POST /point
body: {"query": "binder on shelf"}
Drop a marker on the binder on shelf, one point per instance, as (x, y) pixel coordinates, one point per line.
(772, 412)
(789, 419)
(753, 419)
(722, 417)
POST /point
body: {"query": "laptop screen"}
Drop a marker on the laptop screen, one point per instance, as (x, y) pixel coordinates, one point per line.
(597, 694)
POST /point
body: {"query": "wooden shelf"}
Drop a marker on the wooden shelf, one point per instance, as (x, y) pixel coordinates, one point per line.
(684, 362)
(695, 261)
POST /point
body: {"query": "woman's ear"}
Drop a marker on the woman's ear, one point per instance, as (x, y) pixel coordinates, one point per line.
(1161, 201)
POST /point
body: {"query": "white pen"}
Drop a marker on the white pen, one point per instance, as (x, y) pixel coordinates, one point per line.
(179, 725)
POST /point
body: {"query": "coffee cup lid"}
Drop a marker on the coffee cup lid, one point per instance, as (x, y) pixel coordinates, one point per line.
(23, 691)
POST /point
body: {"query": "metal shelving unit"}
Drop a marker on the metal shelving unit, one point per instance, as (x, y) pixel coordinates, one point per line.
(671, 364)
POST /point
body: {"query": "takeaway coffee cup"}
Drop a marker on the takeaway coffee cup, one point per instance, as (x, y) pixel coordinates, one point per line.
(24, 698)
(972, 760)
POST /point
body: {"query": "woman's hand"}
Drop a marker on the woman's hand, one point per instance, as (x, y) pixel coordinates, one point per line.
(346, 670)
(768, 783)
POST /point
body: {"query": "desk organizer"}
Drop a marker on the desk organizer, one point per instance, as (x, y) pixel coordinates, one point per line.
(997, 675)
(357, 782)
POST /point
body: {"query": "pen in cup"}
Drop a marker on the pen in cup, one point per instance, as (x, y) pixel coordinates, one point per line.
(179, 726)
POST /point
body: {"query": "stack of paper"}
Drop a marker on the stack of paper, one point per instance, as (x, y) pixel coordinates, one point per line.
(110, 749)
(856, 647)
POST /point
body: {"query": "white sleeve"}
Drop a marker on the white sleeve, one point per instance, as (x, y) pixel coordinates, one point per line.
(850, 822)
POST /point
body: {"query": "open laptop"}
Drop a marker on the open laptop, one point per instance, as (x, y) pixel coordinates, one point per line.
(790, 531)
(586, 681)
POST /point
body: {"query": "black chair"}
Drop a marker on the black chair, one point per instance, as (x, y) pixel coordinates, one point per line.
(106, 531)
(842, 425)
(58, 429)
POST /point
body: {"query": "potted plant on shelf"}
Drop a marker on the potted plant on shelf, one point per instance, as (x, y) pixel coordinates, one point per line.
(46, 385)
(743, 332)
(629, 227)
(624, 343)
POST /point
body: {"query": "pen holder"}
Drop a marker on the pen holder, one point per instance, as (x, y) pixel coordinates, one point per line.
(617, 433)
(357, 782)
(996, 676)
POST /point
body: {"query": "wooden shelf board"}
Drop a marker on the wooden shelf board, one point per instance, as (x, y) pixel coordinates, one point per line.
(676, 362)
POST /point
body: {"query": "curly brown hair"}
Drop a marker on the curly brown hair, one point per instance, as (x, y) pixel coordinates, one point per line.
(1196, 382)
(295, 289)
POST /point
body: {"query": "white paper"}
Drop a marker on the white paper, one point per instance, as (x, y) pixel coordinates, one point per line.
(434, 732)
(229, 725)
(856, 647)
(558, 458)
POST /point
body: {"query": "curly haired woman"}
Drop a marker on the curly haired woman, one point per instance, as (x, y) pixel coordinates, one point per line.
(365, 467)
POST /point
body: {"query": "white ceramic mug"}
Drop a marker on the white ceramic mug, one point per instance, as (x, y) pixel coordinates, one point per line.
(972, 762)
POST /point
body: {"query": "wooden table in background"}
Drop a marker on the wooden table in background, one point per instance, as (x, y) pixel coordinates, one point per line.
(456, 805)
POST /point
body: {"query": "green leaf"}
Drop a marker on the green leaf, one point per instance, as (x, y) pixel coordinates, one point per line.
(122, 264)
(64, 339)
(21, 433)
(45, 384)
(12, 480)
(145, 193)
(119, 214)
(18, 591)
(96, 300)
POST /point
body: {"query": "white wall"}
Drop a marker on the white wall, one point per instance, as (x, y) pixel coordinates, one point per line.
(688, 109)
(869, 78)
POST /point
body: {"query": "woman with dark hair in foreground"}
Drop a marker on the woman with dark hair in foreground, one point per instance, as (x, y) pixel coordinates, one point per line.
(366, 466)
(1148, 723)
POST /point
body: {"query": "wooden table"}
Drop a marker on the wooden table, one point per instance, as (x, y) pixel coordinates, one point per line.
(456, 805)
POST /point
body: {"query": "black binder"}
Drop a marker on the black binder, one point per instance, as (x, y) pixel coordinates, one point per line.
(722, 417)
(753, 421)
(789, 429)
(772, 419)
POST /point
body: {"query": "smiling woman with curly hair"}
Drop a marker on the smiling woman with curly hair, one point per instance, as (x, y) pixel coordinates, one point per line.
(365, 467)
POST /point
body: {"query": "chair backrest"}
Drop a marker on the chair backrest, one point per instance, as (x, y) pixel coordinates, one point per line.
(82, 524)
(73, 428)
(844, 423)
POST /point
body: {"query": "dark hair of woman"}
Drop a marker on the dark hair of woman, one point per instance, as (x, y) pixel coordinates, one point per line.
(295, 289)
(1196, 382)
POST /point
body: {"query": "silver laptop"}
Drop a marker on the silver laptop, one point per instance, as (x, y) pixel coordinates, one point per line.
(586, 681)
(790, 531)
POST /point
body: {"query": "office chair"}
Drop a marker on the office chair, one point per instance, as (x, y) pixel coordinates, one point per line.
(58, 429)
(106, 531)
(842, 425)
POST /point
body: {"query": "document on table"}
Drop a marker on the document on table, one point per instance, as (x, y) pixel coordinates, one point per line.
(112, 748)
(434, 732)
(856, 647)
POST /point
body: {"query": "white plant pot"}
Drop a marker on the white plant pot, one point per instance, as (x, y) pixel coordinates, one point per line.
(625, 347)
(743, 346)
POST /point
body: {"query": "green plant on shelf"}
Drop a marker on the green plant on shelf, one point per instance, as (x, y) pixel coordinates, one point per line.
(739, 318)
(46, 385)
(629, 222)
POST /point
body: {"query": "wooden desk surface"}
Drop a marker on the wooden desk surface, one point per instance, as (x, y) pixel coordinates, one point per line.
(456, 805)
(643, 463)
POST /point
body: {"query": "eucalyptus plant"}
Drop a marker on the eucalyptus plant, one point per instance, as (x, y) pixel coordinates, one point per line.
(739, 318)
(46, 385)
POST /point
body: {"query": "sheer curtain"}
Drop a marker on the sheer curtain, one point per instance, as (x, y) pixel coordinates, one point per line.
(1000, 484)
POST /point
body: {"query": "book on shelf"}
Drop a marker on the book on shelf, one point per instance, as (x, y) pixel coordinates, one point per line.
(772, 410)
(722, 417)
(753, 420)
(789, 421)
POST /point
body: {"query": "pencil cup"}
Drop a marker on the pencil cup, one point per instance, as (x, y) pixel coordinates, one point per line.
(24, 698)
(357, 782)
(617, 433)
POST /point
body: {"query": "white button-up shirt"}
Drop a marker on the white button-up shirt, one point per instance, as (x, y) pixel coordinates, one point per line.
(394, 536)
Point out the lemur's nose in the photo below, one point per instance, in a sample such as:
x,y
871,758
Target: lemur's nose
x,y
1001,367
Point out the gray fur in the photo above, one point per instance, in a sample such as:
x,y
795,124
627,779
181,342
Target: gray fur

______________________________

Transcribe every record above exactly as it appears.

POST /point
body: {"query": "binder on shelf"}
Drop a marker on the binder on shelf, one point per instance, as (x, y) pixel coordinates, one point per line.
(772, 412)
(789, 419)
(753, 419)
(722, 417)
POST /point
body: {"query": "laptop screen"}
Drop a marker on the laptop screen, one point per instance, as (x, y) pixel coordinates, one point per line.
(597, 694)
POST /point
body: {"query": "wooden shelf"}
Drop a marker on the wooden shelf, one point per instance, as (x, y) pixel coordinates, one point per line.
(684, 362)
(695, 261)
POST /point
body: {"query": "woman's ear"}
Drop a marker on the woman's ear, one point per instance, as (x, y) pixel coordinates, one point per line.
(1161, 201)
POST /point
body: {"query": "white pen"}
Drop a marker on the white pen, one point per instance, as (x, y) pixel coordinates, one point per line.
(179, 725)
POST /point
body: {"query": "coffee cup lid"}
Drop a marker on the coffee cup lid, one point per instance, as (x, y) pixel coordinates, one point per line.
(23, 691)
POST /point
body: {"query": "metal shelving unit"}
Drop a marker on the metal shelving unit, one point per instance, as (x, y) pixel coordinates, one point per line.
(671, 364)
POST /point
body: {"query": "takeaway coffee cup"}
Drop a marker on the takeaway coffee cup, one point per instance, as (x, y) pixel coordinates, one point per line.
(24, 698)
(972, 760)
POST /point
body: {"query": "woman's hand"}
Drop a marker on the woman's hand, one point per instance, as (x, y) pixel coordinates, one point per line.
(346, 670)
(768, 783)
POST /point
body: {"query": "desk organizer"}
Drop a marker on the desk organizer, one point per instance, as (x, y) pixel coordinates, one point per line.
(997, 675)
(357, 782)
POST /point
body: {"query": "pen in cup"}
Drop a marker on the pen in cup, one point per instance, as (x, y) pixel coordinates, one point per line.
(179, 726)
POST /point
body: {"query": "stack of paper"}
Drop a marker on the stack of paper, one point per instance, as (x, y) pixel coordinates, one point per line.
(110, 749)
(856, 647)
POST /point
body: {"query": "white sleeve"}
Drop a marker on the white sleeve, one point per instance, as (x, y) pixel coordinates, one point per line.
(850, 822)
POST /point
body: {"query": "open laptop"}
Drop a marker on the open laptop, one point per instance, as (x, y) pixel coordinates, one point per line.
(790, 531)
(586, 681)
POST /point
body: {"query": "black chair"}
Drop a marker on the black chair, one point per instance, as (x, y) pixel coordinates, one point per line.
(106, 531)
(842, 425)
(58, 429)
POST /point
body: {"query": "potted plant on shelf"}
Drop a marker on the potted plant on shelf, one point per instance, as (x, y) pixel coordinates, one point per line.
(46, 385)
(743, 332)
(629, 227)
(624, 343)
POST /point
body: {"query": "pen holder"}
Drop a marker on the pen holder, one point per instance, as (x, y) pixel coordinates, one point per line.
(617, 433)
(357, 782)
(996, 676)
POST /point
body: {"query": "wooden shelf board"}
Drop a marker on the wooden shelf board, one point per instance, as (x, y) pixel coordinates, one point per line.
(676, 362)
POST /point
body: {"query": "curly brown hair"}
Drop a marker on the curly brown hair, one point per instance, as (x, y) pixel coordinates, one point per line.
(1196, 382)
(295, 289)
POST /point
body: {"query": "white paper"}
Drop a marker on the white paper, one point per instance, as (x, y) pixel coordinates, one point per line.
(434, 732)
(229, 725)
(856, 647)
(558, 458)
POST /point
body: {"query": "curly haired woman"}
Drop a marker on the curly haired woman, one point per instance, as (x, y) pixel coordinates, one point per line.
(365, 467)
POST /point
body: {"query": "white ceramic mug"}
Drop a marker on the white ceramic mug, one point per instance, as (x, y) pixel coordinates, one point per line.
(972, 762)
POST /point
body: {"query": "wooden table in background"}
Drop a marker on the wooden table in background, one point per instance, as (x, y) pixel coordinates, one point per line.
(456, 805)
POST /point
body: {"query": "green leaf"}
Drop a marker on the green leaf, one point per instance, as (x, y) pixel coordinates, one point per line.
(122, 264)
(64, 339)
(21, 433)
(45, 384)
(12, 480)
(145, 193)
(119, 214)
(18, 591)
(96, 300)
POST /point
body: {"query": "white wall"}
Drop a marker on the white wall, one point per instance, as (x, y) pixel coordinates, one point per line.
(688, 109)
(869, 78)
POST /point
body: {"query": "woman with dark hair in foreground"}
Drop a marker on the woman with dark hair in foreground, one point per instance, as (x, y) pixel coordinates, one point per line.
(366, 466)
(1148, 723)
POST /point
body: {"query": "wooden table"}
Drop a marker on the wooden table, one point per instance, as (x, y) pixel coordinates, one point per line.
(456, 805)
POST /point
body: {"query": "black binder"}
Drop a marker on the black binder, one point per instance, as (x, y) pixel coordinates, one point per line.
(722, 417)
(753, 421)
(789, 429)
(772, 419)
POST /point
body: {"query": "smiling woman with curly hair"}
Drop a marker on the smiling woman with curly hair, one point per instance, as (x, y) pixel coordinates, one point per line.
(365, 467)
POST /point
body: {"query": "chair backrest"}
Drop a marker on the chair backrest, one point per instance, as (x, y) pixel coordinates, one point per line.
(82, 524)
(73, 428)
(844, 423)
POST /point
body: {"query": "dark hair of woman"}
Drop a marker on the dark hair of woman, one point per instance, as (x, y) pixel coordinates, one point per line.
(295, 289)
(1196, 382)
POST /point
body: {"query": "silver laptop"}
Drop a marker on the silver laptop, one point per instance, as (x, y) pixel coordinates, one point per line.
(586, 681)
(790, 531)
POST /point
body: {"query": "office chair"}
Drop a marker on the office chair, one point per instance, as (x, y) pixel coordinates, one point per line.
(58, 429)
(106, 531)
(842, 425)
POST /point
body: {"query": "document on table"}
Drop a marker on the document on table, one point per instance, as (x, y) pixel coordinates, one point per line.
(112, 748)
(434, 732)
(856, 647)
POST /point
body: {"query": "white plant pot"}
Drop a marker on the white plant pot, one point per instance, as (x, y) pixel coordinates, one point per line.
(625, 347)
(743, 346)
POST /point
body: {"query": "green plant on shelf"}
Drop a marker on the green plant on shelf, one point per instance, as (x, y) pixel coordinates, one point per line.
(739, 318)
(46, 385)
(629, 222)
POST /point
body: {"query": "wooden desk surface"}
Drop a marker on the wooden desk surface, one point per instance, as (x, y) pixel coordinates, one point per line.
(456, 805)
(643, 463)
POST /point
body: {"query": "eucalyptus plant"}
Drop a marker on the eucalyptus plant, one point per instance, as (x, y) pixel coordinates, one point per line.
(739, 318)
(46, 385)
POST /point
body: {"query": "sheer curtain"}
Drop a marker on the sheer curtain, one point per instance, as (x, y) pixel coordinates, one point per line.
(1000, 484)
POST /point
body: {"query": "book on shelf"}
Drop a marker on the book on shelf, one point per instance, as (x, y) pixel coordinates, one point per line.
(772, 410)
(722, 417)
(753, 420)
(789, 421)
POST /point
body: {"query": "pencil cup"}
Drop a marker on the pencil cup, one point per instance, as (x, y) pixel coordinates, one point per line.
(24, 698)
(357, 782)
(617, 433)
POST /point
body: {"query": "white button-up shirt"}
Drop a marker on the white button-up shirt, one point per instance, as (x, y) pixel coordinates, one point per line.
(394, 536)
Point out the lemur's nose in the photo below, one point per instance, in a sample such as:
x,y
871,758
Target: lemur's nose
x,y
1001,367
Point out the gray fur in the photo above, one point per instance, in a sample such as:
x,y
795,124
627,779
181,342
Target: gray fur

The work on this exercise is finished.